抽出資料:
_ _ _ _ _
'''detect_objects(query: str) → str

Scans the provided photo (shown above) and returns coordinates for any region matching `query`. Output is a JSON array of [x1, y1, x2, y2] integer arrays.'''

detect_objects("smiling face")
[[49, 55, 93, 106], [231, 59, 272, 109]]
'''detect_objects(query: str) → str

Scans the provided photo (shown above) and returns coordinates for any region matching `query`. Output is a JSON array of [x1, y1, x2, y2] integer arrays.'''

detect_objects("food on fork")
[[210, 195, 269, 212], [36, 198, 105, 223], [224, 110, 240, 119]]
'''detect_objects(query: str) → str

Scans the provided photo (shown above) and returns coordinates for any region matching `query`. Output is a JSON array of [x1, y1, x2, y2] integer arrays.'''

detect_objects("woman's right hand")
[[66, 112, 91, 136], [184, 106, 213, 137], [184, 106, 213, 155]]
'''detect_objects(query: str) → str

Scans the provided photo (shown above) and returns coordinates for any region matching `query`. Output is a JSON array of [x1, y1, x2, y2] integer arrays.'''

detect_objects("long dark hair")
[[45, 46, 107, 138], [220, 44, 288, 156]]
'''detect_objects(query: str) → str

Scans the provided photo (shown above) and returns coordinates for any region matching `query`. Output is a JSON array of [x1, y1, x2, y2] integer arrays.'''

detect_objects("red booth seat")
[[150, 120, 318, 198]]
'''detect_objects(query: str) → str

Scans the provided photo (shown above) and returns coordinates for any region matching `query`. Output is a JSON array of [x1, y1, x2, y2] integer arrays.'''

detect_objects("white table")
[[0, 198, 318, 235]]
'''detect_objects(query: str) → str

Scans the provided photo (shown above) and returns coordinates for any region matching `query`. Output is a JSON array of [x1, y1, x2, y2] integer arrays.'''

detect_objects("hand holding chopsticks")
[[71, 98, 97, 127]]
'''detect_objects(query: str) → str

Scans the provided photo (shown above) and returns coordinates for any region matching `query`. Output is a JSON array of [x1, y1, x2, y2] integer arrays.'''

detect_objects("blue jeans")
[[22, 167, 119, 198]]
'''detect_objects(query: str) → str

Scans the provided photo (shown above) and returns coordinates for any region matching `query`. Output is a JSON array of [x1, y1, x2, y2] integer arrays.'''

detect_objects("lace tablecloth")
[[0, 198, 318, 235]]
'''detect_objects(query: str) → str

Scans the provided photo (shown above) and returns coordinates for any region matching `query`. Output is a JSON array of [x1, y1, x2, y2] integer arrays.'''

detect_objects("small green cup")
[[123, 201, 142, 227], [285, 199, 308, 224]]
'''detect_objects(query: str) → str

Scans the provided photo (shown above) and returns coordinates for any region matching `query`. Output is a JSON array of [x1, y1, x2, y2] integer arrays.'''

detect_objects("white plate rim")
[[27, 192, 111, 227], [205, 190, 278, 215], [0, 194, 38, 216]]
_ _ _ _ _
▶ _課題の目的_
資料の冒頭から「[[49, 55, 93, 106], [231, 59, 272, 109]]」を含む行まで（両端を含む）を、一字も変えずにそのまま返してください。

▶ _出力結果_
'''detect_objects(query: str) → str

Scans the provided photo (shown above) and returns coordinates for any region matching `query`. Output is a JSON array of [x1, y1, x2, y2] integer arrays.'''

detect_objects("smiling face")
[[49, 55, 93, 106], [231, 59, 272, 109]]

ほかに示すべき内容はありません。